Objective 1
From the article on Republican primaries below, list the four Trump-endorsed candidates whose Arizona wins are reported, with the office each sought.
Objective 2
Please rewrite the paragraph of the article on Republican primaries that begins "This is pretty stunning" as a short bulleted list, keeping its main facts.

Text
---
When the Associated Press finally called the Arizona Republican gubernatorial primary for Kari Lake on August 4, it became official: In four major multi-candidate GOP primaries held on August 2, candidates who firmly denied the legitimacy of the 2020 elections won. All four of them, unsurprisingly, were endorsed by Donald Trump: Lake, plus Senate candidate Blake Masters, secretary of state candidate Mark Finchem, and attorney-general candidate Abraham Hamadeh.
This is pretty stunning. In Nebraska, gubernatorial candidate Charles Herbster, a Trump endorsee who attended the January 6 “Stop the Steal” rally in Washington, lost. In Georgia, two election deniers challenging the incumbent Republican governor and secretary of state who together certified Biden’s win in the state got their butts handed to them. Election denier Doug Mastriano did win the Pennsylvania GOP gubernatorial primary, but he had an assist from Democrats, who regarded him as easy general-election prey.
---
Records
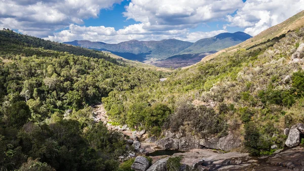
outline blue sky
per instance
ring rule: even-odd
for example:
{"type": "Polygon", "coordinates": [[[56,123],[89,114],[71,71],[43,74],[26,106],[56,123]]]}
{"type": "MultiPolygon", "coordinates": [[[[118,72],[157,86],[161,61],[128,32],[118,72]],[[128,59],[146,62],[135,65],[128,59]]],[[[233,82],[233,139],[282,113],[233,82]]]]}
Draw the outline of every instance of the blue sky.
{"type": "Polygon", "coordinates": [[[0,0],[0,27],[51,41],[194,42],[254,36],[304,10],[304,0],[0,0]]]}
---
Written response 1
- Kari Lake: governor
- Blake Masters: Senate
- Mark Finchem: secretary of state
- Abraham Hamadeh: attorney general

Written response 2
- Nebraska: Charles Herbster, a Trump-endorsed gubernatorial candidate who attended the January 6 "Stop the Steal" rally in Washington, lost.
- Georgia: Two election deniers who challenged the incumbent Republican governor and secretary of state lost badly. Those two incumbents had certified Biden's win in the state.
- Pennsylvania: Election denier Doug Mastriano won the GOP gubernatorial primary with help from Democrats, who saw him as easy general-election prey.